--- START OF Selection ---

Cav1
Well-known member
Once upon a time, the late, great Colonel Jeff Cooper offered two simple but brilliant maxims for the hunter to follow to make a successful shot. “If you can get closer, get closer. If you can get steadier, get steadier.”
The first rule explains itself. As to getting steadier, there are a variety of options available ranging from one’s own shooting position and improvised field rests to shooting sticks and permanently mounted bipods. I will use anything readily at hand to get steadier. I’ve shot with a day pack as a rest, from logs, tree limbs, and rocks…all padded with a stocking cap or gloves…bipods, shooting sticks, and crossed ski poles.
Whatever you use, just remember things like shooting sticks or bipods are shooting aids, not crutches. I’ve seen more than a few shooters become so dependent on these things that they can’t take or make a shot without them.
As for myself, I long ago “rediscovered” and fell in love with the shooting sling. If you hunt with a rifle, you’re going to have one right there on the weapon, so you might as well get all the use out of it you can and utilize it as a shooting aid as well as a carrying device.
So, assuming one does have a suitable shooting sling and knows how to use it, just how effective is it when it comes to firing from field positions? Over the decades, a great many gunners more knowledgeable and experienced than I am have answered that question.
Mister Rifleman himself, Colonel Townsend Whelen, advocated the shooting sling for both military shooters and sportsmen alike. He even created a modified and simplified loop sling for sportsmen that’s still known as a Whelen sling. He wrote, “The gun-sling should be used whenever it is possible to do so. It is even more of a factor in fine marksmanship than the wind-gauge. By its use the rifle may be held absolutely steady; in rapid fire it facilitates the quick return of the rifle to the point of aim, and it takes up almost half of the recoil.”
Colonel Jeff Cooper devoted an entire chapter to the shooting sling in The Art of the Rifle. One entire paragraph was italicized to emphasize, “You must always use the loop sling if you have time to get into it (provided you are not shooting from a rest and that your left elbow is supported).” Cooper also noted, “I have hunted widely across the world, and I have used the loop sling in the field more often than I have not. It is no use whatever from the offhand position, but if you have time to assume a more stabilized stance, proper use of the loop sling will increase your likelihood of hitting by about 30 percent.”
I personally feel that number is perhaps conservative. In his book The Ultimate Sniper, Major John Plaster estimated that shooting slings can increase steadiness anywhere from 40% in the sitting position to 60% in the prone. Riflecraft’s Todd Dow believes proper use of the shooting sling doubles accuracy from field shooting positions.
Like Cooper, another Marine Corps Colonel, Craig Boddington, also devoted an entire chapter to the “Forgotten Sling” in his book Shots at Big Game. Timothy Mullin, a former infantry officer and author of Testing the War Weapons, likened the shooting sling to, “an 8-ounce bench rest.”

--- END OF Selection ---

Stated goal 1: In the post on shooting slings, what did Timothy Mullin liken the shooting sling to?
The entries that come after the post on shooting slings have no connection to it.

--- START OF Given information ---

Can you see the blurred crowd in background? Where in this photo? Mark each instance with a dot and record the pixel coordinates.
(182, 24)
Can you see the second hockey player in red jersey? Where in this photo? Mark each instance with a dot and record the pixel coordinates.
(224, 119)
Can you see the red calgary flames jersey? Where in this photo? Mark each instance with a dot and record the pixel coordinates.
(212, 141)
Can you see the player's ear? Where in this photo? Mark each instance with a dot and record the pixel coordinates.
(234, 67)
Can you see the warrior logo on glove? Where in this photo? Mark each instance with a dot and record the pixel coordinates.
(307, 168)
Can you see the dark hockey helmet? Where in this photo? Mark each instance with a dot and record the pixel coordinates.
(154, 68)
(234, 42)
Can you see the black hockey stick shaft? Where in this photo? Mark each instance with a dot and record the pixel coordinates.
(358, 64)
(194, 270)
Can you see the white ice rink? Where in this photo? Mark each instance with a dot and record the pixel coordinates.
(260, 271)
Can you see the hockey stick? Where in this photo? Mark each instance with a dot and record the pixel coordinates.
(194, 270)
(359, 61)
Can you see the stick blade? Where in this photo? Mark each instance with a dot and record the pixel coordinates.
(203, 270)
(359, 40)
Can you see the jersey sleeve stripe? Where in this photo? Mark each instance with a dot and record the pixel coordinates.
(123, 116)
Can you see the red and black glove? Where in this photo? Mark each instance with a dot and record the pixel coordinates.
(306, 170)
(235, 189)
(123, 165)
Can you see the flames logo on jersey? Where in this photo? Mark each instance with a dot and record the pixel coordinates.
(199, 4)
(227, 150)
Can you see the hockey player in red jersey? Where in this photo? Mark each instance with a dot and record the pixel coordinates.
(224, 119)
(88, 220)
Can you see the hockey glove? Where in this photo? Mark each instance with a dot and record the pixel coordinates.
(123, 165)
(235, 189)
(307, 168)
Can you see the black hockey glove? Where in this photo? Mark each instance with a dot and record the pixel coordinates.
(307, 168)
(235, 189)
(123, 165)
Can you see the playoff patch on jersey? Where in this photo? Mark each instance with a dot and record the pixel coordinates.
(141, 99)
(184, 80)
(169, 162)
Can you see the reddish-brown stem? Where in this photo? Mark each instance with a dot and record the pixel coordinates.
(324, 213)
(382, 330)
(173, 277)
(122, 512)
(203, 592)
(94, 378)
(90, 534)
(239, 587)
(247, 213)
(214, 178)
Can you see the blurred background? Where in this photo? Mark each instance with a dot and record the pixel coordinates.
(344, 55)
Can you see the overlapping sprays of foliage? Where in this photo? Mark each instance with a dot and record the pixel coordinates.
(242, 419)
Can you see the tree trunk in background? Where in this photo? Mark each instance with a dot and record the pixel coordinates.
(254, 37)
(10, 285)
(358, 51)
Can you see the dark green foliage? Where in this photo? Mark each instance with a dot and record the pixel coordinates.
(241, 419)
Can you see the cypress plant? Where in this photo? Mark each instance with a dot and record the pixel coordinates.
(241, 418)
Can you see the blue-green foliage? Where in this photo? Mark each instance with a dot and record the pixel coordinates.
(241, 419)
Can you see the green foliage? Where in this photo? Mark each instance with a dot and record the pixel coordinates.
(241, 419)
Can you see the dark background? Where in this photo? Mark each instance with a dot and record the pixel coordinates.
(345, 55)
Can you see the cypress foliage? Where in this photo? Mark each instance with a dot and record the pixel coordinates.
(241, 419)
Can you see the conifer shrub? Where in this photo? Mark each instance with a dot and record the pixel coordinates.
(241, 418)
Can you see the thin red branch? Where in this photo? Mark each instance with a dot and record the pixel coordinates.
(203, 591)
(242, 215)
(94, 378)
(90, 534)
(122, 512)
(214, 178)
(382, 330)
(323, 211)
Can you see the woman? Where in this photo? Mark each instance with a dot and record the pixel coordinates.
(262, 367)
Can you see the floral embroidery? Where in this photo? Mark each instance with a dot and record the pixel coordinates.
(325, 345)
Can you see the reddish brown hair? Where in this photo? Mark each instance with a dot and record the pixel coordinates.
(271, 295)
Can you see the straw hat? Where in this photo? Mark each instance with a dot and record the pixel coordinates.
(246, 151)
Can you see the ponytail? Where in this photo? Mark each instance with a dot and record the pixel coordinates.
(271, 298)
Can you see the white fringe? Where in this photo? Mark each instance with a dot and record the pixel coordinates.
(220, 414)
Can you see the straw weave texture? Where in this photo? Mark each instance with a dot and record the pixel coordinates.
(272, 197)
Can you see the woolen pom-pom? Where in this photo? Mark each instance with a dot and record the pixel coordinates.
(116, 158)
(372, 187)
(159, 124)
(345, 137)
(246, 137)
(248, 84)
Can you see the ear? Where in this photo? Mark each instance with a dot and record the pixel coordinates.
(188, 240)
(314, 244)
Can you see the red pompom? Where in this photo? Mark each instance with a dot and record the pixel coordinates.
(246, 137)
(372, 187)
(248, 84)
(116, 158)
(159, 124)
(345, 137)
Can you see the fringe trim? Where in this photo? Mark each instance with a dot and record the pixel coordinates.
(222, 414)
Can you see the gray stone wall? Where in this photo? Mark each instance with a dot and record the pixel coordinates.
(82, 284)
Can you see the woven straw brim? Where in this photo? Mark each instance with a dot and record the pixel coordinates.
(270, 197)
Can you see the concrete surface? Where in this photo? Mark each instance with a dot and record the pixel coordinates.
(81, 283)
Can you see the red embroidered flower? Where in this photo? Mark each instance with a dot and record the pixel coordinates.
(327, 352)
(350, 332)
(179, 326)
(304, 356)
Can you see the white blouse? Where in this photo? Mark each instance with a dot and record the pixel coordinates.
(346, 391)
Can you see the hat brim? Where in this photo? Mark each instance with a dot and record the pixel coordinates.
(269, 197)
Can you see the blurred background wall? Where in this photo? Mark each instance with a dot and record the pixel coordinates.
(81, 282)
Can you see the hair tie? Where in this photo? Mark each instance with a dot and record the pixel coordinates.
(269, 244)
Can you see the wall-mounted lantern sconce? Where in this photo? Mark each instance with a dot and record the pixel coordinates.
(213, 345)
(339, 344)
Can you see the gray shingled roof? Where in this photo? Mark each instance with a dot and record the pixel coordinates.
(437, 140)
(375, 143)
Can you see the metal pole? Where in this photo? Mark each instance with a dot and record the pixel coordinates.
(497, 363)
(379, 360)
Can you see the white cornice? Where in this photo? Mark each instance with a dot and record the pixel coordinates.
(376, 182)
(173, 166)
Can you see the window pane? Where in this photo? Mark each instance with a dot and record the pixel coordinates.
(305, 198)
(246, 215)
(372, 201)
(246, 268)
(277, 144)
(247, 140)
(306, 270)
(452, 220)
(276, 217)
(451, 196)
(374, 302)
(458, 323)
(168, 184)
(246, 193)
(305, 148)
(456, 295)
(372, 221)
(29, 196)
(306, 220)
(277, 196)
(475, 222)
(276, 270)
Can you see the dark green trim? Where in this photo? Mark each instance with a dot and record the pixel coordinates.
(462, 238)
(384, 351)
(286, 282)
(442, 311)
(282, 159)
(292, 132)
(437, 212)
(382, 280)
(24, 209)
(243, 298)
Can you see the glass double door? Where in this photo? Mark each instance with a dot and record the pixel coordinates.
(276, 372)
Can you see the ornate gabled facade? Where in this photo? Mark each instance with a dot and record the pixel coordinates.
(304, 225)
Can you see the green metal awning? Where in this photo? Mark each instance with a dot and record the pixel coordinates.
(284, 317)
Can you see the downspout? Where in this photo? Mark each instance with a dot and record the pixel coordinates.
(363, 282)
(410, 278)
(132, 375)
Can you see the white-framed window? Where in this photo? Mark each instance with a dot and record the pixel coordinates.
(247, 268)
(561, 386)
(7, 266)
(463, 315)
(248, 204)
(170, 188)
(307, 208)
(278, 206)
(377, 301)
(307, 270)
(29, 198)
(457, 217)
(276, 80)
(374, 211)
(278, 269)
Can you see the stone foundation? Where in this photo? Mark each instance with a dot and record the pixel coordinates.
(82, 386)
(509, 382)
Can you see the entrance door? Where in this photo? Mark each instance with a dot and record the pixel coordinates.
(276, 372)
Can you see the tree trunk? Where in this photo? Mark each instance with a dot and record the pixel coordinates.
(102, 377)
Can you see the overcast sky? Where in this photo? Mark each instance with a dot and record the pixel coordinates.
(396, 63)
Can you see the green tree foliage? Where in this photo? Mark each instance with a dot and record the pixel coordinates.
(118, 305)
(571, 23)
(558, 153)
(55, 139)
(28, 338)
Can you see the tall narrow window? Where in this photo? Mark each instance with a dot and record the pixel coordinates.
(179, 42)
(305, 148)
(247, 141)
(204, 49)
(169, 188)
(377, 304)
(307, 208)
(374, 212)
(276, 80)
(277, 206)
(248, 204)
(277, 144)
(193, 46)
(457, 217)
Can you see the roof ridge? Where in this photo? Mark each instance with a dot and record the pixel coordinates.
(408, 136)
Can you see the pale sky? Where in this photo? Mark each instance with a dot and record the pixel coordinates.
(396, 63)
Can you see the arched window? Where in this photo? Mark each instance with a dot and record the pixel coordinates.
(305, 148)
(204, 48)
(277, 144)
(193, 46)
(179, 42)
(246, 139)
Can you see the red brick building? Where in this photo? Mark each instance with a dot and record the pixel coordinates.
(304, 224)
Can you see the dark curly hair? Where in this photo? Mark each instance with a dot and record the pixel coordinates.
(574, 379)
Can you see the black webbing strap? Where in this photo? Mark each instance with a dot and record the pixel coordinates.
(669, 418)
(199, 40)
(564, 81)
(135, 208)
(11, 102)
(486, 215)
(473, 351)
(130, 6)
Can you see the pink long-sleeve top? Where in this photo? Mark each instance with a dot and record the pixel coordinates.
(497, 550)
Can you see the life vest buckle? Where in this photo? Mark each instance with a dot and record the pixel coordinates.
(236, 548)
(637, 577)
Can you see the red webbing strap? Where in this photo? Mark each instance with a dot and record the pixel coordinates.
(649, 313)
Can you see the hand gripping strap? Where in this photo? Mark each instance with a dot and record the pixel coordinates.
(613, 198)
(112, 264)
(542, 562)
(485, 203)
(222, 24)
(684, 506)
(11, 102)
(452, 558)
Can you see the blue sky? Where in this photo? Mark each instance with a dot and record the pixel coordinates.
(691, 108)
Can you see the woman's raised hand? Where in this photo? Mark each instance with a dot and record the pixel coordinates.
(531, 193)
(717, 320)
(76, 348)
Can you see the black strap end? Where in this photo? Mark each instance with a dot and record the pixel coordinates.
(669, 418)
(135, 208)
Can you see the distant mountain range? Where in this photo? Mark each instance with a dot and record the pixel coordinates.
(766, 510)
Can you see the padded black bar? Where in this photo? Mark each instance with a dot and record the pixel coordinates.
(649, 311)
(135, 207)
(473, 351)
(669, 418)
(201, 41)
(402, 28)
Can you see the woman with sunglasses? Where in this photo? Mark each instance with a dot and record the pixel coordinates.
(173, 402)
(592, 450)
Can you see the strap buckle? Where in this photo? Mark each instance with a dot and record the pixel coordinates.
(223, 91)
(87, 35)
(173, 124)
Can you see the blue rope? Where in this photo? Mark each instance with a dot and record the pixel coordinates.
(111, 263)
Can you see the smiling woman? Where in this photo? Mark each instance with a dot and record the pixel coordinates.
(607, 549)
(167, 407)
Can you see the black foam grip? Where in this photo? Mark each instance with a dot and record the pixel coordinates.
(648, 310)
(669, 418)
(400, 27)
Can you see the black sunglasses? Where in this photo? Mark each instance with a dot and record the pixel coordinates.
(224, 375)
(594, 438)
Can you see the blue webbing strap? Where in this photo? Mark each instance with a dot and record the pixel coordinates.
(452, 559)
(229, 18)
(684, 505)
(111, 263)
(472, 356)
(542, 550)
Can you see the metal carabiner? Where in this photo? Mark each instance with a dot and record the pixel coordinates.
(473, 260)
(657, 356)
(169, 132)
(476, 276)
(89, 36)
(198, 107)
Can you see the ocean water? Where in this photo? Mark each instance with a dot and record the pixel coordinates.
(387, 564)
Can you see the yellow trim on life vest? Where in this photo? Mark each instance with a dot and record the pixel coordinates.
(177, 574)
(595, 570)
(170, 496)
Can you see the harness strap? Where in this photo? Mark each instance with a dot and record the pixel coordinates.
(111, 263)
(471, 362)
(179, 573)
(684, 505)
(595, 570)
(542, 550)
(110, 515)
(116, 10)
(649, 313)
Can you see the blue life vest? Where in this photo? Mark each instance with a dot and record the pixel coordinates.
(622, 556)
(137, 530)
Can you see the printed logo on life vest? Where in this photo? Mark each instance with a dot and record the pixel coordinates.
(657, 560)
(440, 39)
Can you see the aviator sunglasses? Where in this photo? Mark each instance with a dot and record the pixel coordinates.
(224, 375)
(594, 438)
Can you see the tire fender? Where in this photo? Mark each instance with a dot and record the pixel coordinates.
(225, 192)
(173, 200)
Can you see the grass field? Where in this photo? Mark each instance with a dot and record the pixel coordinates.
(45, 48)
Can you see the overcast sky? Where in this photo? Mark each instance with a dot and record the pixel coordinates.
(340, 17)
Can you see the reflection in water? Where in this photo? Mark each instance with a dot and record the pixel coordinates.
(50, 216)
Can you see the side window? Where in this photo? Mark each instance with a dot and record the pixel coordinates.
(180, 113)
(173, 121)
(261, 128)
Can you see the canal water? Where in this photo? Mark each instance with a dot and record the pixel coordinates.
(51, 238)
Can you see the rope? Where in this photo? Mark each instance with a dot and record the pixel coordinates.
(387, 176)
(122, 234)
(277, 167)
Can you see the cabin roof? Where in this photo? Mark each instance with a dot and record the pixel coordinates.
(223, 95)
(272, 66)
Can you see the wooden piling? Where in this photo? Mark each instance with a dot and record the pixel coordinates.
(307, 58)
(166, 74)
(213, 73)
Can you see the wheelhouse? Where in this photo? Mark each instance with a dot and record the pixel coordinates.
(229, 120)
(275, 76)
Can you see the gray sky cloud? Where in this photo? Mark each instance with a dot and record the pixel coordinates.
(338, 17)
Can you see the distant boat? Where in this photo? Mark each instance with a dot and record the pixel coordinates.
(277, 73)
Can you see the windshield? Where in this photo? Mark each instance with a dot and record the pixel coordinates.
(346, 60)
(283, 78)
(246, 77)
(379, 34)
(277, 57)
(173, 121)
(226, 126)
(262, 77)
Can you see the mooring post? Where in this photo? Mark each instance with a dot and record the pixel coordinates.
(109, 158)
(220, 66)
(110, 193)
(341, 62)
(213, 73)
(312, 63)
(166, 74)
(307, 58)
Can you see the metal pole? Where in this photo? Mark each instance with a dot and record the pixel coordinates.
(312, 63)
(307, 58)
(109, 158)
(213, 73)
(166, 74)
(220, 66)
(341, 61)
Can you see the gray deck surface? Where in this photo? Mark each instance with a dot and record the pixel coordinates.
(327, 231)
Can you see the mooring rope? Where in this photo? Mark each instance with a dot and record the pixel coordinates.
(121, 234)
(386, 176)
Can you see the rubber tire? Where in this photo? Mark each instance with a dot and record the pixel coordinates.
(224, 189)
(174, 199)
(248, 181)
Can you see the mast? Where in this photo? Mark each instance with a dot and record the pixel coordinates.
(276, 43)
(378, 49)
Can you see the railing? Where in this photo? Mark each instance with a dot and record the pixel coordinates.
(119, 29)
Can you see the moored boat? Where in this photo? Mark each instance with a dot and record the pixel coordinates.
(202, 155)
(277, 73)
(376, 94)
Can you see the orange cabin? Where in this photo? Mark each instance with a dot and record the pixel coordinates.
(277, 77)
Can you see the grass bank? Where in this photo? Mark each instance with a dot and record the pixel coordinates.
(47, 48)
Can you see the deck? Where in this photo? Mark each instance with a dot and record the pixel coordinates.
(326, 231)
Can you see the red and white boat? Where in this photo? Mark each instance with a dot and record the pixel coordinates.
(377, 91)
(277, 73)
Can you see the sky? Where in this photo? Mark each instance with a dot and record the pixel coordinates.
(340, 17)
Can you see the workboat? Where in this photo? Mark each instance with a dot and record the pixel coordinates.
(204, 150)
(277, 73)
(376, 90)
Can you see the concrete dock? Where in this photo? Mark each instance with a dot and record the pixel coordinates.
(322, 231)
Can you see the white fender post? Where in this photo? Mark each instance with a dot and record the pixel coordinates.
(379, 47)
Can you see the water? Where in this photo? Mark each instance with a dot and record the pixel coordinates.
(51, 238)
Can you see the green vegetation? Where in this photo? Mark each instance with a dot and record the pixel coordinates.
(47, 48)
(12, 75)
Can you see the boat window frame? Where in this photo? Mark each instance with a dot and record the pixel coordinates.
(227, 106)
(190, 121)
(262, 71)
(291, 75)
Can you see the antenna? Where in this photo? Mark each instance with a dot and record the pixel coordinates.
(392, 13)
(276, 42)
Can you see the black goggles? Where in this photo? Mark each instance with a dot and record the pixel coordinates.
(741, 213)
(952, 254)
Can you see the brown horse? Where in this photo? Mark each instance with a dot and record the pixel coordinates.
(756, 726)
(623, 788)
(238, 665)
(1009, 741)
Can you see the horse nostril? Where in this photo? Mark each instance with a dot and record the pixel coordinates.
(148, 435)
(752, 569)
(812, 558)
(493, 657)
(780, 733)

--- END OF Given information ---

Stated goal 2: Retype the entries from the line containing "Can you see the deck?" down through the last line of the entries, keeping every line unchanged.

Full response 1: An 8-ounce bench rest.

Full response 2:
Can you see the deck? Where in this photo? Mark each instance with a dot and record the pixel coordinates.
(326, 231)
Can you see the red and white boat? Where in this photo? Mark each instance with a dot and record the pixel coordinates.
(377, 91)
(277, 73)
Can you see the sky? Where in this photo? Mark each instance with a dot and record the pixel coordinates.
(340, 17)
Can you see the workboat? Where in this photo? Mark each instance with a dot and record the pixel coordinates.
(204, 150)
(277, 73)
(376, 90)
Can you see the concrete dock? Where in this photo? Mark each instance with a dot and record the pixel coordinates.
(322, 231)
Can you see the white fender post? Where in this photo? Mark each instance with a dot and record the pixel coordinates.
(379, 47)
Can you see the water? Where in this photo? Mark each instance with a dot and record the pixel coordinates.
(51, 238)
Can you see the green vegetation? Where in this photo? Mark each instance with a dot and record the pixel coordinates.
(47, 48)
(12, 75)
Can you see the boat window frame? Where in this photo? Mark each instance with a dot and record the pixel coordinates.
(227, 106)
(190, 121)
(262, 71)
(291, 75)
Can you see the antenna? Where in this photo? Mark each instance with a dot and record the pixel coordinates.
(392, 13)
(276, 42)
Can you see the black goggles? Where in this photo? Mark each instance with a dot and record the pixel coordinates.
(741, 213)
(952, 254)
Can you see the brown horse? Where in this photo? Mark each instance with a dot and record the pixel coordinates.
(756, 726)
(623, 788)
(238, 665)
(1009, 741)
Can you see the horse nostril? Where in this photo? Mark each instance with a dot and record the pixel coordinates.
(148, 435)
(752, 569)
(812, 558)
(493, 657)
(780, 733)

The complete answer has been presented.